## SUPPLIED PASSAGE
▶
Bassekou Kouyate is a virtuoso of the African lute called the ngoni. His groundbreaking technique has made him a legend in his native Mali.

Music reviewer Banning Eyre says his new release with the group Ngoni Ba, called "I Speak Fula," has brought appeal that's sure to win fans in the U.S.

(Soundbite of music)

BANNING EYRE: Listen to Bassekou Kouyate improvising a flashy intro on his fretless lute.

(Soundbite of music)

EYRE: The lightning-quick flourishes come straight out of Bassekou's musical heritage as a griot, a kind of musical historian. But those bluesy note bends are his own, just one Bassekou innovation that younger players now imitate routinely. The group Ngoni Ba marshals four ngonis, creating a prickly thicket of sound.

(Soundbite of music)

Ms. AMI SACKO (Musician): (Singing in foreign language)

EYRE: That's Bassekou's wife, Ami Sacko, singing. In Mali, the ngoni is typically the composer's instrument supporting the singer from the sidelines. This group does feature vocalists - mostly Sacko - but it breaks with tradition by bringing the ngoni center stage. The players, including three Kouyate brothers, take extended solos, especially in live shows. And when it's Bassekou's turn, he just explodes with ideas and energy, even using electric guitar effects to beef up his ancient sound.

(Soundbite of music)
◀
## SUPPLIED RECORDS
▶
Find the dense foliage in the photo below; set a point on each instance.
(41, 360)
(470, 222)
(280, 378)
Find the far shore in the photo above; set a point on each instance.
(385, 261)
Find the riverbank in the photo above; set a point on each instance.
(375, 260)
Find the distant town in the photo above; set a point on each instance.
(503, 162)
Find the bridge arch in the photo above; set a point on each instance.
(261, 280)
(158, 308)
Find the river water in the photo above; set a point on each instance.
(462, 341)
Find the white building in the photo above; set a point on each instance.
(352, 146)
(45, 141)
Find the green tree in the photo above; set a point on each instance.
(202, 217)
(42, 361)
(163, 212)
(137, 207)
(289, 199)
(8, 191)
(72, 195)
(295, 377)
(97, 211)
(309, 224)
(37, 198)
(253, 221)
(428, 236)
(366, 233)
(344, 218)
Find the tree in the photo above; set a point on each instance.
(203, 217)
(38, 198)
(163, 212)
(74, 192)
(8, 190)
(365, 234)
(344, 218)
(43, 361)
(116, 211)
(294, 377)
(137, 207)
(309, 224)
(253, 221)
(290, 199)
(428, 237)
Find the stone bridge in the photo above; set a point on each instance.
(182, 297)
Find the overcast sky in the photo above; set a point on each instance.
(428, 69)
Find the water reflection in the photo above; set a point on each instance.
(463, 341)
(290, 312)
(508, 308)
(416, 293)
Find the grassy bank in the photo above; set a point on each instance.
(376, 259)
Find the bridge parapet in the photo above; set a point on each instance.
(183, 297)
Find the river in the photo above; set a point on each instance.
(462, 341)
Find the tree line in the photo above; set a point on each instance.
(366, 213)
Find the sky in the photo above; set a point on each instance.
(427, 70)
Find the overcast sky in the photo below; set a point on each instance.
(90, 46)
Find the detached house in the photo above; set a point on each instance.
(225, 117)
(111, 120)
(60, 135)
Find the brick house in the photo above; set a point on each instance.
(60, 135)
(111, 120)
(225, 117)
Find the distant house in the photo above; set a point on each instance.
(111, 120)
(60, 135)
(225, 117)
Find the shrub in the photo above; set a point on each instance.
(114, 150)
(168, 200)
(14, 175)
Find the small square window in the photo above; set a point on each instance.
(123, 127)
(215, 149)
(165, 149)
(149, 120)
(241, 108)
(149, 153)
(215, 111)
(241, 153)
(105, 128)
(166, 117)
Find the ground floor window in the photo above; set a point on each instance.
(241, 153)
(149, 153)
◀
## THE TASKS
- 1) Give the records from the line containing "Find the stone" through the last line of the records, inclusive, as a JSON list of strings with one string per line and blank lines omitted.
- 2) Continue the review of Bassekou Kouyate and Ngoni Ba from where it stops.

## EXERCISE RESULTS
- 1)
[
  "Find the stone bridge in the photo above; set a point on each instance.",
  "(182, 297)",
  "Find the overcast sky in the photo above; set a point on each instance.",
  "(428, 69)",
  "Find the water reflection in the photo above; set a point on each instance.",
  "(463, 341)",
  "(290, 312)",
  "(508, 308)",
  "(416, 293)",
  "Find the grassy bank in the photo above; set a point on each instance.",
  "(376, 259)",
  "Find the bridge parapet in the photo above; set a point on each instance.",
  "(183, 297)",
  "Find the river in the photo above; set a point on each instance.",
  "(462, 341)",
  "Find the tree line in the photo above; set a point on each instance.",
  "(366, 213)",
  "Find the sky in the photo above; set a point on each instance.",
  "(427, 70)",
  "Find the overcast sky in the photo below; set a point on each instance.",
  "(90, 46)",
  "Find the detached house in the photo above; set a point on each instance.",
  "(225, 117)",
  "(111, 120)",
  "(60, 135)",
  "Find the brick house in the photo above; set a point on each instance.",
  "(60, 135)",
  "(111, 120)",
  "(225, 117)",
  "Find the distant house in the photo above; set a point on each instance.",
  "(111, 120)",
  "(60, 135)",
  "(225, 117)",
  "Find the shrub in the photo above; set a point on each instance.",
  "(114, 150)",
  "(168, 200)",
  "(14, 175)",
  "Find the small square window in the photo above; set a point on each instance.",
  "(123, 127)",
  "(215, 149)",
  "(165, 149)",
  "(149, 120)",
  "(241, 108)",
  "(149, 153)",
  "(215, 111)",
  "(241, 153)",
  "(105, 128)",
  "(166, 117)",
  "Find the ground floor window in the photo above; set a point on each instance.",
  "(241, 153)",
  "(149, 153)"
]

- 2)
EYRE: Bassekou's resume includes encounters with the likes of Taj Mahal, Bonnie Raitt and recently Bela Fleck, who joins Bassekou on a string of U.S. performances this winter.

But the CD "I Speak Fula" wisely avoids crossovers with Western music and cameos by foreign celebrities. There are some notable guests, but they are all fellow Malians, like guitar sensation Vieux Farka Toure.

(Soundbite of music)

Unidentified People: (Singing in foreign language)

EYRE: Bassekou calls this CD "I Speak Fula," but Fula is not his language. And that's the point. Timbres, tongues and rhythms from the desert nomads of the Malian north to the savanna hunters of the south pervade these tracks. This is Bassekou's personal vision of his own rich, multicultural nation. And it feels as fresh and imaginative as it does authentic.

(Soundbite of music)

SIEGEL: The album is called "I Speak Fula" by Bassekou Kouyate and Ngoni Ba. Reviewer Banning Eyre is senior editor at afropop.org.